▶ [Given task A] Please reproduce the mailing list thread below from "I did not find" to "other languges trends.", updating "Gofer" to "Miranda" throughout that span.

Re: [isabelle-dev] Tweak Haskell output for future Haskell compatibility.

2012-05-08 Thread Makarius

On Tue, 8 May 2012, Makarius wrote:

I did not find these ancient mails in my folders from the mid-1990-ies on the 
spot.


At last, I've found my mail folders before the year 1996.  On 29-Sep-1994 
someone was pointing out that "latest" Gofer and Haskell would now support 
type class constraints in datatypes, observing this as a current trend in 
functional programming, and demanding that Isabelle/HOL would have to 
follow :-)


This was long before I got myself involved in the datatype package, and we 
added the support for sort constraints in Stefan's version for other 
reasons than following other languges trends.


I can tell further stories about the domain variant by David von Oheimb, 
but maybe I should stop the history session here.



Makarius
___
isabelle-dev mailing list
isabelle-...@in.tum.de
https://mailmanbroy.informatik.tu-muenchen.de/mailman/listinfo/isabelle-dev


Re: [isabelle-dev] Tweak Haskell output for future Haskell compatibility.

2012-05-08 Thread Tobias Nipkow
Am 08/05/2012 14:44, schrieb Makarius:
> So apart from the observation that the foundational kernel does not require 
> sort
> constraints (apart from HOL.type of course), were there any reasons against 
> them?

They are not allowed in Haskell anymore, so why do we allow them (and complicate
the code generation for Haskell in the future)? That was the starting point.

That the kernel does not require sort constraints is not the point. Even if it
did, you would still not need sort constraints in datatypes because their
construction does not involve any sorts. You could always (I think) define an
unconstrained datatype, even if its intended usage is in a constrained setting.

I now see that there are certain extra-logical uses and accept that some people
just like to explicitly constrain the usage of a datatype.

Now that the machinery works smoothly, I would not suggest to remove it.

Tobias
___
isabelle-dev mailing list
isabelle-...@in.tum.de
https://mailmanbroy.informatik.tu-muenchen.de/mailman/listinfo/isabelle-dev


Re: [isabelle-dev] Tweak Haskell output for future Haskell compatibility.

2012-05-08 Thread Tobias Nipkow
Am 08/05/2012 13:49, schrieb Peter Lammich:
> datatype a'::heap linked_list = nil | node 'a "'a linked_list ref"

▶ [Given task B] Count the lines of the records below that contain the string "white", and reply with the number alone.

▶ [Records for the exercise]
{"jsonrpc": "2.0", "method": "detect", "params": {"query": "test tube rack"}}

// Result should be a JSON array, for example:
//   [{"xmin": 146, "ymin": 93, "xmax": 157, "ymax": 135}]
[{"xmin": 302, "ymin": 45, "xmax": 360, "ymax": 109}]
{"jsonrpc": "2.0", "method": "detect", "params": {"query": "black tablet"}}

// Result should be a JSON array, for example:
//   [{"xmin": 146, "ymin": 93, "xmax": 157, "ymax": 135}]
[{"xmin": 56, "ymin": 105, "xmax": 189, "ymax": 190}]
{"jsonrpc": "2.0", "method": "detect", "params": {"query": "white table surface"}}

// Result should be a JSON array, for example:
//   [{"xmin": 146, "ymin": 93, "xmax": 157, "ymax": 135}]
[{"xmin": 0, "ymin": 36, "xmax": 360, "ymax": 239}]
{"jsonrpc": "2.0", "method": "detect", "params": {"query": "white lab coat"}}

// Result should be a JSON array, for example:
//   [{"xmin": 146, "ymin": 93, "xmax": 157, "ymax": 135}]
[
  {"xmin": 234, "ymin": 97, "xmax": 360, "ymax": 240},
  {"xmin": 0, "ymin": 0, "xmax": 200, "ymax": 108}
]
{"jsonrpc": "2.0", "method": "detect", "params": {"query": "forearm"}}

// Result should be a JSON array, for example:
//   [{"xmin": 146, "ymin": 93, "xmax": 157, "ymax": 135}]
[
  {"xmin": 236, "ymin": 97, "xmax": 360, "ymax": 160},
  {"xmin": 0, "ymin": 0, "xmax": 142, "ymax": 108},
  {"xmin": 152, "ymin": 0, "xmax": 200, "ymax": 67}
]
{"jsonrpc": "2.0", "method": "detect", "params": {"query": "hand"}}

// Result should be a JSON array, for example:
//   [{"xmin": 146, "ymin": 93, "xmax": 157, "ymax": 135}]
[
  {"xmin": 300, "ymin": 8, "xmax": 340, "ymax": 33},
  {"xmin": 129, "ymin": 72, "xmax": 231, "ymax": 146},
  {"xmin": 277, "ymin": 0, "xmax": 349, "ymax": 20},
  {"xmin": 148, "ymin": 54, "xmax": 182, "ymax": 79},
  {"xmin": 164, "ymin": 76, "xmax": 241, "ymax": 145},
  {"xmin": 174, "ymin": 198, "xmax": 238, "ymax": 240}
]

▶ [Task response A]
I did not find these ancient mails in my folders from the mid-1990-ies on the 
spot.


At last, I've found my mail folders before the year 1996.  On 29-Sep-1994 
someone was pointing out that "latest" Miranda and Haskell would now support 
type class constraints in datatypes, observing this as a current trend in 
functional programming, and demanding that Isabelle/HOL would have to 
follow :-)


This was long before I got myself involved in the datatype package, and we 
added the support for sort constraints in Stefan's version for other 
reasons than following other languges trends.

▶ [Task response B] 2